==== Page text

A review of poverty eradication programs implemented between 2006 and 2013 is intended to contribute to Lombard’s (2008) 10-year review of the implementation of the White Paper for Social Welfare (1997). The reviewer’s intention in presenting a thematic synthesis of studies focusing on poverty eradication is motivated by a need to provide another perspective on the progress of the social development approach by addressing both the root causes and effects of poverty.
Methodology
A thematic synthesis of qualitative studies on poverty eradication is guided by the question: How were the intended beneficiaries impacted by community-based poverty eradication programs? In addressing the research question, the reviewer sought to highlight themes and trends that may assist in reporting progress in the implementation of social development approaches.
The following keywords in the research report titles, abstracts, keywords, and text, guided the search for qualitative studies: “poverty/poverty-eradication/poverty-alleviation/poverty-reduction/anti-poverty”, “social exclusion”, “community-based program(s)/project(s)”, and “program/project impact”. The reviewer sourced relevant literature through an electronic search using the following databases: Social Science Citation Index on the Web of Science, Google Scholar, and the Social Science Database. A desktop internet search formed a critical part of the search, and some unpublished studies were accessed through the expert opinion of social development researchers. An online search of research reports in development studies, economics, social work, social development, politics, public health, sociology, psychology, and related social sciences and/or humanities disciplines, formed an essential part of the desktop internet search. Peer-reviewed online scientific publications were also examined. University websites were also searched for unpublished dissertations and technical research reports that focus on poverty eradication programs.

========
==== Data

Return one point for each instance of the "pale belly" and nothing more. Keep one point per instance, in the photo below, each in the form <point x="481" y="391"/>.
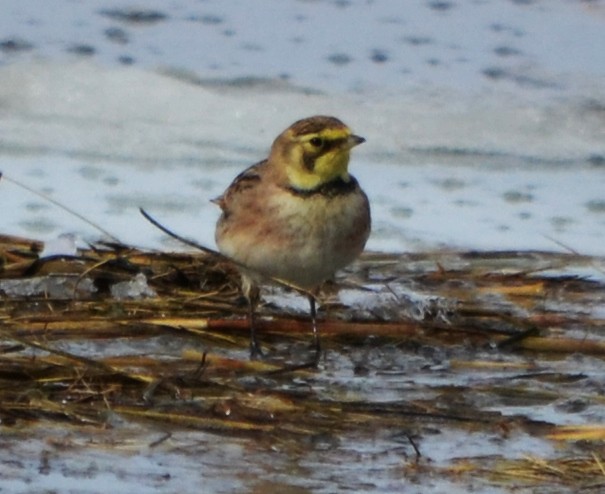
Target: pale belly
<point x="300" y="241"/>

========
==== Data

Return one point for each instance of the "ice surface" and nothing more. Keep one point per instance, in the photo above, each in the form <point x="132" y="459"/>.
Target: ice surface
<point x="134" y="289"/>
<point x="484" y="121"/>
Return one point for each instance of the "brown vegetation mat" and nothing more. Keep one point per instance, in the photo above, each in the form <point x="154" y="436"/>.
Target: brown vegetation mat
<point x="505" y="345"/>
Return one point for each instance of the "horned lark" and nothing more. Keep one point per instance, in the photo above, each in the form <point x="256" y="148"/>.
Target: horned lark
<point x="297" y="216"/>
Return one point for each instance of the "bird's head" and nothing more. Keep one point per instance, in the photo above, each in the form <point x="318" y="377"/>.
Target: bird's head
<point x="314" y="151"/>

========

- _Short problem 1_: Repeat the poverty review passage from "A review of" up to and including "social development approaches.".
- _Short problem 2_: Go on with the poverty review passage from the point where it stops.
The data is separate from the poverty review passage.

- _Exercise result 1_:
A review of poverty eradication programs implemented between 2006 and 2013 is intended to contribute to Lombard’s (2008) 10-year review of the implementation of the White Paper for Social Welfare (1997). The reviewer’s intention in presenting a thematic synthesis of studies focusing on poverty eradication is motivated by a need to provide another perspective on the progress of the social development approach by addressing both the root causes and effects of poverty.
Methodology
A thematic synthesis of qualitative studies on poverty eradication is guided by the question: How were the intended beneficiaries impacted by community-based poverty eradication programs? In addressing the research question, the reviewer sought to highlight themes and trends that may assist in reporting progress in the implementation of social development approaches.

- _Exercise result 2_:
The entire search yielded studies that were reported during 2006–2013. This 10-year period is crucial for tracking and assessing progress since the social development approach became official policy, through the White Paper for Social Welfare (1997). The search for qualitative studies produced 76 research reports. The reviewer screened the 76 research studies using the inclusion and exclusion criteria, as presented in Table 2.
Inclusion criteria |
Exclusion criteria |
---|---|
|
|
After a comprehensive search of the literature, the reviewer applied the inclusion and exclusion criteria on the titles, abstracts, keywords, and text of the 76 reports to remove excluded and duplicated reports. While this is a review of literature, the Preferred Re-porting Items for Systematic Review and Meta-analysis Protocols (PRISMA-P) (Shamseer et al., 2015) was applied by the reviewer, to explain the process used to arrive at studies selected for thematic synthesis, as outlined in Figure 1.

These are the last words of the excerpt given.